• [Task brief]:
Each entry is to be transcribed exactly, with nothing added or dropped.

———

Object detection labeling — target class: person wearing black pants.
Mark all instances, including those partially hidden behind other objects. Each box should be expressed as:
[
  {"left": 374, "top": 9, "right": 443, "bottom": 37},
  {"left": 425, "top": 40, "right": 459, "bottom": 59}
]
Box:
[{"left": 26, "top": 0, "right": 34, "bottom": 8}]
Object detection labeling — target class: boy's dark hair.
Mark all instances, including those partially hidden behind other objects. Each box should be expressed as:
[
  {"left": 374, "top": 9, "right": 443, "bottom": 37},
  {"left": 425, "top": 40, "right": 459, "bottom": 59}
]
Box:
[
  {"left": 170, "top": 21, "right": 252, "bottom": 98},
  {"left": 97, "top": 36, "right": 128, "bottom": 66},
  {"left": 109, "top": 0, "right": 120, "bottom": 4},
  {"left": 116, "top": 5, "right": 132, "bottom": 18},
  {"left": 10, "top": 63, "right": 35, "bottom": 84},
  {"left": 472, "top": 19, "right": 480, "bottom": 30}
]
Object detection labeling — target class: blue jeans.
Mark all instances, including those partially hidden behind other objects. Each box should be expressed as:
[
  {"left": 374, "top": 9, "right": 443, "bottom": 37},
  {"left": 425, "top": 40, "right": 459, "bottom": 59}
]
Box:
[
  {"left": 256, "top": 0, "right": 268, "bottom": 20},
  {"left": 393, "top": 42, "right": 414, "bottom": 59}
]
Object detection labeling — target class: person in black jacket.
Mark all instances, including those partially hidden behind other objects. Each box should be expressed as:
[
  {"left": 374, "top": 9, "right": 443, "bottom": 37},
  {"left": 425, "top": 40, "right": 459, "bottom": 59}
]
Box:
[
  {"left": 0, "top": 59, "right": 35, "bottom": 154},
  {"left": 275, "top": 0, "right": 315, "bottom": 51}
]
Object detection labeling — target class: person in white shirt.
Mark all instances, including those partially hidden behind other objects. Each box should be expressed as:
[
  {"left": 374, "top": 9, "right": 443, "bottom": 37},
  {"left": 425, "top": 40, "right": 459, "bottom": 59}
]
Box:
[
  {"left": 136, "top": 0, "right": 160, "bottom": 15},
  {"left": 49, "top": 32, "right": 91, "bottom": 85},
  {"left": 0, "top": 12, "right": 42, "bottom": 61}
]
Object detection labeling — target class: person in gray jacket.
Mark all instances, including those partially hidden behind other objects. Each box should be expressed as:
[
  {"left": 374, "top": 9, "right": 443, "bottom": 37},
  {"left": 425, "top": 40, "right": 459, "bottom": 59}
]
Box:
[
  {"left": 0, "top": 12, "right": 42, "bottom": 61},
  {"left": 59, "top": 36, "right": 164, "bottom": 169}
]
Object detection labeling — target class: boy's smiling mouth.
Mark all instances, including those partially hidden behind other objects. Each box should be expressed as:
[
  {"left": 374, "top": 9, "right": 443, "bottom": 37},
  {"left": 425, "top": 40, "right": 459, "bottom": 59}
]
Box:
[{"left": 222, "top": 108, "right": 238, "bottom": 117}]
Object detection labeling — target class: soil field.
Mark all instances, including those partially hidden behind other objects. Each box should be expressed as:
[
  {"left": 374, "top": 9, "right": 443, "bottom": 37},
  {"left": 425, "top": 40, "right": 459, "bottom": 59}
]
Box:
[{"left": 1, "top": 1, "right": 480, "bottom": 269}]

———

• [Written solution]:
Object detection labeling — target class: person wearing black pants.
Mark all instances, including those partially hidden behind other objects. Each box should be expressed as:
[
  {"left": 374, "top": 9, "right": 443, "bottom": 37},
  {"left": 425, "top": 40, "right": 459, "bottom": 59}
]
Box:
[{"left": 26, "top": 0, "right": 34, "bottom": 8}]
Object detection labeling — target class: boy's dark hair.
Mark all instances, including those partially hidden behind other objects. Each box should be expressed as:
[
  {"left": 374, "top": 9, "right": 443, "bottom": 37},
  {"left": 425, "top": 40, "right": 459, "bottom": 59}
]
Box:
[
  {"left": 170, "top": 21, "right": 252, "bottom": 98},
  {"left": 97, "top": 36, "right": 128, "bottom": 66},
  {"left": 109, "top": 0, "right": 120, "bottom": 4},
  {"left": 116, "top": 5, "right": 132, "bottom": 18},
  {"left": 10, "top": 63, "right": 35, "bottom": 84},
  {"left": 472, "top": 19, "right": 480, "bottom": 30}
]
Object detection labeling — target class: blue jeans.
Mark all instances, including those partially hidden behind other objects. Each box should be expressed as:
[
  {"left": 374, "top": 9, "right": 443, "bottom": 37},
  {"left": 425, "top": 40, "right": 459, "bottom": 59}
]
Box:
[
  {"left": 256, "top": 0, "right": 268, "bottom": 20},
  {"left": 393, "top": 42, "right": 414, "bottom": 59}
]
Object detection labeling — target class: person in black jacket.
Mark all instances, including those partially hidden behind other objects. Each box should be expressed as:
[
  {"left": 374, "top": 9, "right": 443, "bottom": 37},
  {"left": 425, "top": 40, "right": 459, "bottom": 59}
]
Box:
[
  {"left": 0, "top": 59, "right": 35, "bottom": 154},
  {"left": 275, "top": 0, "right": 315, "bottom": 51}
]
Object detection labeling — target class: person in white shirt.
Mark all instances, including those partially hidden behind other objects. Each box should be expressed as:
[
  {"left": 374, "top": 9, "right": 443, "bottom": 37},
  {"left": 425, "top": 40, "right": 459, "bottom": 59}
]
Box:
[
  {"left": 136, "top": 0, "right": 160, "bottom": 15},
  {"left": 49, "top": 32, "right": 91, "bottom": 85},
  {"left": 0, "top": 12, "right": 42, "bottom": 61}
]
Object detection labeling — target class: person in gray jacket.
Mark all instances, including those partially hidden behind other objects. Each box should be expressed as:
[
  {"left": 374, "top": 9, "right": 443, "bottom": 37},
  {"left": 425, "top": 40, "right": 459, "bottom": 59}
]
Box:
[
  {"left": 0, "top": 12, "right": 42, "bottom": 61},
  {"left": 59, "top": 36, "right": 164, "bottom": 169}
]
Object detection labeling — target class: boy's smiling mouth.
Mark all instances, including those partially hidden behind other objects. Each box should be expressed as:
[
  {"left": 374, "top": 9, "right": 443, "bottom": 37},
  {"left": 425, "top": 40, "right": 459, "bottom": 59}
]
Box:
[{"left": 222, "top": 108, "right": 238, "bottom": 117}]
Object detection labeling — target class: soil field.
Mark all instances, including those partially hidden behind other objects. Each box should be expressed as:
[
  {"left": 374, "top": 9, "right": 443, "bottom": 37},
  {"left": 425, "top": 40, "right": 459, "bottom": 59}
]
Box:
[{"left": 1, "top": 1, "right": 480, "bottom": 269}]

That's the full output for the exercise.